CHALLENGE |
Exactly as given, write out the lines from the one containing "the leafy tree" through the end of the listing, with both ends included and nothing else.

# # # #

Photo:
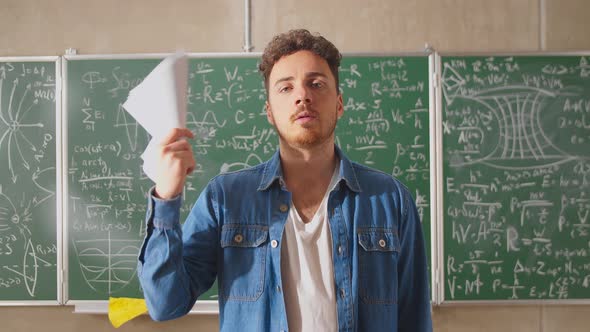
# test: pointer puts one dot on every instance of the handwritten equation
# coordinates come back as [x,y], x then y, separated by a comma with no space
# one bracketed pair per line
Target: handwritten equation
[385,125]
[28,235]
[516,154]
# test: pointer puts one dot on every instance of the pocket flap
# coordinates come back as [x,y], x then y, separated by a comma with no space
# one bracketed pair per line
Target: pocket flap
[246,236]
[372,239]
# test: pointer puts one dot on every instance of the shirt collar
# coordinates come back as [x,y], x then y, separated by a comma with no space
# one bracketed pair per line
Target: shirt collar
[274,172]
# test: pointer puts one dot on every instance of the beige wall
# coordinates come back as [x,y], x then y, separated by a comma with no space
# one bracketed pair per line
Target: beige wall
[43,27]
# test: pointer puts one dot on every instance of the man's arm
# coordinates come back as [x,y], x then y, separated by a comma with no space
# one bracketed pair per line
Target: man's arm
[177,265]
[414,291]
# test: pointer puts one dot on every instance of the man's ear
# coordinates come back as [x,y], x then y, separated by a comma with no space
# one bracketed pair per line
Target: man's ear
[340,106]
[269,117]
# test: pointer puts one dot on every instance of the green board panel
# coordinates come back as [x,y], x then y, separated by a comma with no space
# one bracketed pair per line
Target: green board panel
[516,164]
[28,234]
[385,125]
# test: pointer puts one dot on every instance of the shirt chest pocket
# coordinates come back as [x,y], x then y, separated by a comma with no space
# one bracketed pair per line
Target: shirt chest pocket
[378,256]
[244,257]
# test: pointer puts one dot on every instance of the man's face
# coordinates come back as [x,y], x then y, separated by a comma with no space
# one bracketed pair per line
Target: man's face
[303,104]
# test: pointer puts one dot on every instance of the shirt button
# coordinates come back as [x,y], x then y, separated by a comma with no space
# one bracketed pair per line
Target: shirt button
[238,238]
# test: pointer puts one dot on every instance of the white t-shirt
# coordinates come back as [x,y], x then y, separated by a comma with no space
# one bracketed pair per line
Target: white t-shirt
[307,269]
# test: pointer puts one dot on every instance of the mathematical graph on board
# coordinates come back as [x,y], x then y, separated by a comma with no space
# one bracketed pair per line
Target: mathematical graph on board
[13,228]
[14,138]
[107,265]
[516,110]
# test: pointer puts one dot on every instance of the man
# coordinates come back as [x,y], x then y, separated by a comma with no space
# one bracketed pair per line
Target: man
[307,241]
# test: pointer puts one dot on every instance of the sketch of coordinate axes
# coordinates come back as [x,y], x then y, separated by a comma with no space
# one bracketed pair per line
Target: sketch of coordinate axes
[107,265]
[13,138]
[30,267]
[521,143]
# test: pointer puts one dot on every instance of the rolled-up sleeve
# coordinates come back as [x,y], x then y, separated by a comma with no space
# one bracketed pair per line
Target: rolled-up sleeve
[414,291]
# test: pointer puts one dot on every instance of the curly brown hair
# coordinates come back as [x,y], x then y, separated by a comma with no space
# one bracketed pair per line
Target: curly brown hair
[299,40]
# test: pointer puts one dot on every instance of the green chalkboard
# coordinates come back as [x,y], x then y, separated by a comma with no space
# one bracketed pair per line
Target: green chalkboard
[385,125]
[28,218]
[516,184]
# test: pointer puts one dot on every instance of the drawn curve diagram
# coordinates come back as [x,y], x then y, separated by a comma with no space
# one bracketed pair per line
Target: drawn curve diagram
[107,265]
[515,110]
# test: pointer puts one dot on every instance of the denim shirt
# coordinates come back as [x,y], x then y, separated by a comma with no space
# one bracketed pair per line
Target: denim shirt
[234,233]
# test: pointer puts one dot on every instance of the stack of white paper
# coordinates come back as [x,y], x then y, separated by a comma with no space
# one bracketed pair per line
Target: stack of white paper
[158,104]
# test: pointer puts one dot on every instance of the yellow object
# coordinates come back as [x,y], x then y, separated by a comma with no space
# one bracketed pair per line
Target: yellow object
[124,309]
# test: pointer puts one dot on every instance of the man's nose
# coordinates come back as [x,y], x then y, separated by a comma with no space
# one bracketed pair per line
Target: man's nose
[302,96]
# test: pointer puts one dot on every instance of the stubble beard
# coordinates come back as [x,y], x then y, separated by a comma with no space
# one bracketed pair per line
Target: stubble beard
[309,138]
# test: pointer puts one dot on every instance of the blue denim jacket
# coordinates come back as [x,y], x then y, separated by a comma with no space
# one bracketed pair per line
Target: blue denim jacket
[379,258]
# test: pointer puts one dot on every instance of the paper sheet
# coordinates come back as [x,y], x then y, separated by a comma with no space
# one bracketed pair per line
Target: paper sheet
[158,104]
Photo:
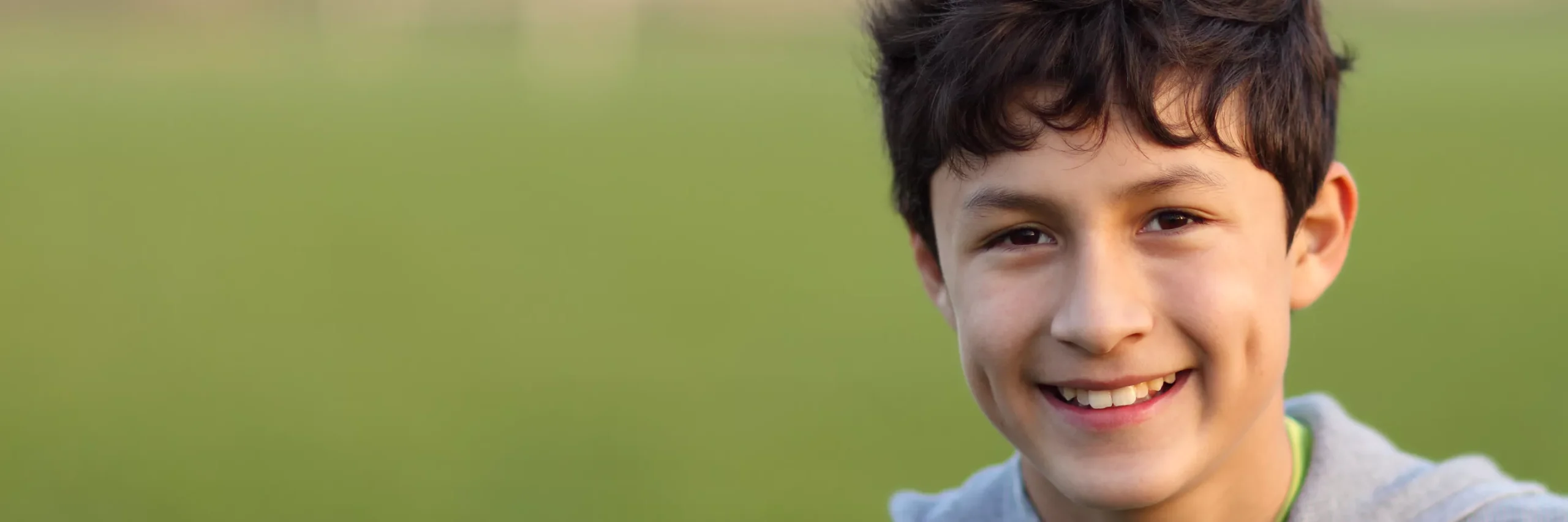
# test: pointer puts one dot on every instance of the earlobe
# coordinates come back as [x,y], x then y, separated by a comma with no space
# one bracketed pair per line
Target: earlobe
[932,277]
[1322,239]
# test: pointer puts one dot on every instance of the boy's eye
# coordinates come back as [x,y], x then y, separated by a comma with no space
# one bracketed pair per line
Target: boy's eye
[1026,237]
[1170,220]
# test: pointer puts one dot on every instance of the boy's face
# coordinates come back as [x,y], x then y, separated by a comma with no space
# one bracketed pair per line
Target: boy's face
[1088,273]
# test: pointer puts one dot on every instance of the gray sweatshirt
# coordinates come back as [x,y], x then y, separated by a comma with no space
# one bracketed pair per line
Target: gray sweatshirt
[1355,475]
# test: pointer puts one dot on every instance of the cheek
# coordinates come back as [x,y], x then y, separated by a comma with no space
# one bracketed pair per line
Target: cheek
[1235,305]
[1000,320]
[1001,317]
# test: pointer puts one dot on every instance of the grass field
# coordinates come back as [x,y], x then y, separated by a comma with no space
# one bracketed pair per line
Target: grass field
[262,283]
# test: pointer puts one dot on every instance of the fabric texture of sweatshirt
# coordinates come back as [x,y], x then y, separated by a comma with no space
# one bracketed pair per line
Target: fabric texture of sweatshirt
[1355,474]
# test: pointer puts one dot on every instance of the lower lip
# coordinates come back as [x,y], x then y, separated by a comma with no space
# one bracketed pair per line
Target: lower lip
[1115,417]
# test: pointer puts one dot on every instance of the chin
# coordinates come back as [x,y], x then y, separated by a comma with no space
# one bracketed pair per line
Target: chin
[1115,487]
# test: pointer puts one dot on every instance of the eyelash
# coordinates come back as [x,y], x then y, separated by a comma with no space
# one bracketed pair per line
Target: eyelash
[1000,240]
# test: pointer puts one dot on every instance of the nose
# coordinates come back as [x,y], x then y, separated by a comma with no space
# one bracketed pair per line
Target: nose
[1102,308]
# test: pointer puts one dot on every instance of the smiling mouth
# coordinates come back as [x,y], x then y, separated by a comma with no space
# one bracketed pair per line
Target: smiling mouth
[1126,395]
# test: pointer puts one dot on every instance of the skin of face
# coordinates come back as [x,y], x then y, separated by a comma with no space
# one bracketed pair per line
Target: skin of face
[1085,259]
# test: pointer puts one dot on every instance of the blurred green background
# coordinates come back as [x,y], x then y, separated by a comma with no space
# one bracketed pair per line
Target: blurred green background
[265,264]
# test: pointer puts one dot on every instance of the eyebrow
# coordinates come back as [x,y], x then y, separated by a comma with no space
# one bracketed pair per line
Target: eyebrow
[1170,177]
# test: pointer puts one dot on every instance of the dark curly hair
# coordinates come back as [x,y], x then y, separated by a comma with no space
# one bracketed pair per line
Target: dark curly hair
[951,73]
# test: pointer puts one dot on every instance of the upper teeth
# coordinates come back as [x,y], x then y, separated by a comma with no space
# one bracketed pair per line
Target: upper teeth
[1118,397]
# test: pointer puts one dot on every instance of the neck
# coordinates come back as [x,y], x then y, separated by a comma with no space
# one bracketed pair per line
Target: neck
[1249,483]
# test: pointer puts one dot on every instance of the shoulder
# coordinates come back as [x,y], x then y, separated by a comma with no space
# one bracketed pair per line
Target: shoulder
[990,494]
[1523,509]
[1355,474]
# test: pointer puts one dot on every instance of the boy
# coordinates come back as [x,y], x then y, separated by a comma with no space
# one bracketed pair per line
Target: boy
[1117,204]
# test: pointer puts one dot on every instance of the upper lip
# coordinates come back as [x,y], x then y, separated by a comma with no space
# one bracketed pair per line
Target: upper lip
[1109,384]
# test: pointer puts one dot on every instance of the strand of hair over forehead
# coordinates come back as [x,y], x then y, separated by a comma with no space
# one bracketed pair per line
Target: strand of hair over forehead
[1206,49]
[954,76]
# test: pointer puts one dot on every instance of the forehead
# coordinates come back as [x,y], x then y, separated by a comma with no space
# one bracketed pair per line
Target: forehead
[1082,171]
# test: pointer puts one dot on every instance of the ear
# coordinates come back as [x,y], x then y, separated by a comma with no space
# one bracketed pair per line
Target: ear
[932,277]
[1322,239]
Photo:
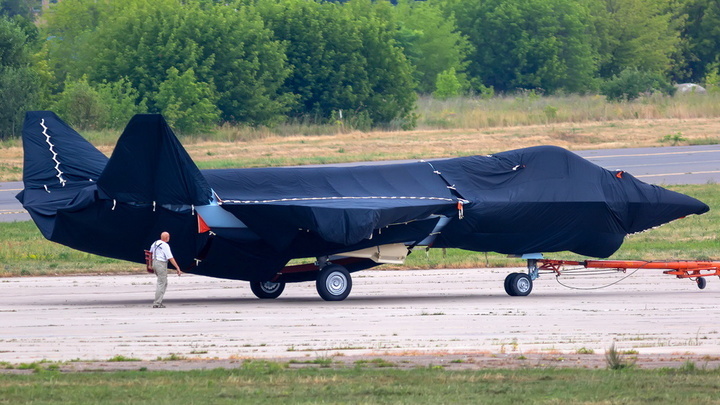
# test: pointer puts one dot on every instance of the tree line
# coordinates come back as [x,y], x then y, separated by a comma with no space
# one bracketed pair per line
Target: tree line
[263,62]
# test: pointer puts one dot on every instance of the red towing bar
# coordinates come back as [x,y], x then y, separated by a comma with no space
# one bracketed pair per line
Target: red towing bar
[681,269]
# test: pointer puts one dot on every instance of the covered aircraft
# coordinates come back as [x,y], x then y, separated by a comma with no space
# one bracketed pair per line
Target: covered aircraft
[247,224]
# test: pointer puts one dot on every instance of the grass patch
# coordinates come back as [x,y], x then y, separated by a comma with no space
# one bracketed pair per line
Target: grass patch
[266,383]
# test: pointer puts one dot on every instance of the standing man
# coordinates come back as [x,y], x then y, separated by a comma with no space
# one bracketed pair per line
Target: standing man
[161,255]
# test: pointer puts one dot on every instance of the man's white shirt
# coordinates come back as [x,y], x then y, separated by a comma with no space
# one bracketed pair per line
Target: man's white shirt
[161,251]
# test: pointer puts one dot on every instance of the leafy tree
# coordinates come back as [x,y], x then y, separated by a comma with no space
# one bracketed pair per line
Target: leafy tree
[634,34]
[431,42]
[700,34]
[447,85]
[81,105]
[21,8]
[187,104]
[391,87]
[18,81]
[632,83]
[121,101]
[225,45]
[527,44]
[344,58]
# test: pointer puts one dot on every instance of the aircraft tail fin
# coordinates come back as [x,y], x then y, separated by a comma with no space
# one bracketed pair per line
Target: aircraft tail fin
[55,155]
[149,165]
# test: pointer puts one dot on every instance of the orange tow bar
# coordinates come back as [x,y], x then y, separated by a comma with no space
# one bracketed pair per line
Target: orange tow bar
[681,269]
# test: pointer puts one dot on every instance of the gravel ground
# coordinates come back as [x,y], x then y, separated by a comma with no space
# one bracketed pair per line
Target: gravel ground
[452,318]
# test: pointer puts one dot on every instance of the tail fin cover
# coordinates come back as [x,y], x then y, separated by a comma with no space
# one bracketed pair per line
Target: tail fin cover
[55,154]
[150,165]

# # # #

WRITTEN REPLY |
# test: pointer puts one dot on every instance of the leafy tree
# coordinates come back as [x,y], x then y, separated by a comma with no space
# one bracketed pair per line
Target: leafy tree
[634,34]
[431,42]
[700,34]
[447,85]
[81,105]
[21,8]
[187,104]
[391,87]
[18,81]
[632,83]
[121,101]
[225,45]
[527,44]
[344,58]
# test: pointer puts one dot on every instance of the aircraft tail fin
# coordinates come back as [x,y], x then y, separated by a comma with no space
# one bracketed pair per line
Target: aircraft tail fin
[55,155]
[149,165]
# test: pointer puts one dot on every instance of the orange tow bar
# coordinates come back as [x,y], x then y, separated by a comma with no space
# one bracketed pair per line
Target: orange tow bar
[681,269]
# test: pointer puts one dot on every instance of the gravel ground
# coordinates come back as [x,y], x then y, separated by a comma with no space
# one bracketed pair per line
Target: gravel ground
[452,318]
# test: pointer puts one dot on every instance of the tail fin cover
# coordinates come back as [x,y], x then y, separated by a comma with no space
# one bracketed pair per line
Target: tail fin cover
[55,154]
[150,165]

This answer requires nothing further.